Directives —
1) In the notes on soft-margin support vector machines, what does the vector $w$ represent?
2) Pick up the notes on soft-margin support vector machines at the point where they stop, and carry them forward.

Quoted text —
•••••
# Support vector machine, part 2: soft margins

## Introduction 

In the previous notebook we studied and implemented the Support vector machine algorithm for linearly separable datasets. In this notebook we study the case of non linearly separable data which can be reasonably separated by linear decision boundaries. 

## Non-linearly separable datasets

Suppose we have a dataset $S = \{(x^1,y^1),\dots,(x^m,y^m) \}\subset \mathbb{R}^n\times\{-1,1\}$ consisting of pairs (features,class). This time we do not assume the data can be separated by a hyperplane, and thus, solutions to the optimization problem posed in the previous notebook may not exist. We recall the optimization problem in its primal form:

$$
\begin{align*}
\min_{w,b}\ &\dfrac{1}{2}\|w\|^2\\
\text{subject to } &y^j(w\cdot x^j + b) > 1 \text{ for all } j. \\
\end{align*}
$$

Here $w$ represents the normal vector to the separating hyperplane, while $b$ represents a position vector for it. The condition $y^j(w\cdot x^j + b) > 1 $ can be thought as forcing each point $x^j$ to be in the correct side of the hyperplane. If this condition cannot be met for all points, we will relax it by requiring $y^j(w\cdot x^j + b) > 1 -\epsilon_j $ each $j$, where $\epsilon_j\geq 0$. This can be thought that we allow points to cross the hyperplane and be in the wrong side of it, up to a certain margin, controlled individually for each point by $\epsilon_i$. We want to allow the smallest margin of error as possible, so we penalize the size of the of the coefficients $\epsilon_i$. Thus, we reformulate the optimization problem as 

$$
\begin{align*}
\min_{w,b,\epsilon}\ &\dfrac{1}{2}\|w\|^2 + C\sum_{i=1}^m \epsilon_i \\
\text{subject to } &y^j(w\cdot x^j + b) > 1  - \epsilon_i ,\\
&\epsilon_i \geq 0\text{ for all } j.
•••••
Data supplied —
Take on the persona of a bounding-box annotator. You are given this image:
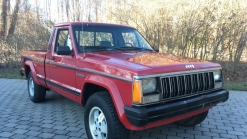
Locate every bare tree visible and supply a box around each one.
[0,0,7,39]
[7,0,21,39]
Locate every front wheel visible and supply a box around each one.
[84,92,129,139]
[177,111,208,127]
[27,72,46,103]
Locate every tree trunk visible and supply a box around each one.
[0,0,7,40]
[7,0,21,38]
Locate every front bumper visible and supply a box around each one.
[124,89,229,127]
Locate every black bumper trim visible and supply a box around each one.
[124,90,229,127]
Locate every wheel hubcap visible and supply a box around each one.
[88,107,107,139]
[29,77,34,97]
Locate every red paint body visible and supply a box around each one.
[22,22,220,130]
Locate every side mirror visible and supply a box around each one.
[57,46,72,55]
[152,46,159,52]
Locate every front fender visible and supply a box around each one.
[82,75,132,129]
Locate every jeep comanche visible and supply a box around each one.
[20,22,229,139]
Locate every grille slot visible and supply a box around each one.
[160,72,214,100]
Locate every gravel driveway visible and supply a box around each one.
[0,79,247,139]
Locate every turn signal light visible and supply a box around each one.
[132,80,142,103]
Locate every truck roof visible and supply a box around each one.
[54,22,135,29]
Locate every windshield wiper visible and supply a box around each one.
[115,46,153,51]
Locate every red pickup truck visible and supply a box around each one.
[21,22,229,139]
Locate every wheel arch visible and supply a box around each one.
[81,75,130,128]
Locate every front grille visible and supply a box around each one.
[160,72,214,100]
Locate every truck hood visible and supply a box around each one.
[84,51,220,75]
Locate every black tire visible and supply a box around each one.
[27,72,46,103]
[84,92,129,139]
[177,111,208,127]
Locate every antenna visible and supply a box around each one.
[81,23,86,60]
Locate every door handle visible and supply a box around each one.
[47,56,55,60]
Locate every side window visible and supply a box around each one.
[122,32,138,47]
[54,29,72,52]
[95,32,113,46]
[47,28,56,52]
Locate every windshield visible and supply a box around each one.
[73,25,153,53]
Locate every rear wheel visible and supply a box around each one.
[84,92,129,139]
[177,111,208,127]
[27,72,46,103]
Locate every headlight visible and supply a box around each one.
•••••
Answers for the tasks —
1) It represents the normal vector to the separating hyperplane.

2)
\end{align*}
$$

Here $C$ is a constant that gauges the interaction between the two terms to optimize. It constitutes a hyperparameter of the model and can be optimized using cross-validation methods. The Lagrangian to minimize for the dual problem is given by

$$
\mathcal L (w,b,\alpha,\beta,\epsilon) = -(\dfrac{1}{2}\|w\|^2 + C\sum_{i=1}^m \epsilon_i  - \sum_{i=1}^m \alpha_i (y^i(w\cdot x^i + b) - (1 -\epsilon_i))  -\sum_{i=1}^m \beta_i \epsilon_i).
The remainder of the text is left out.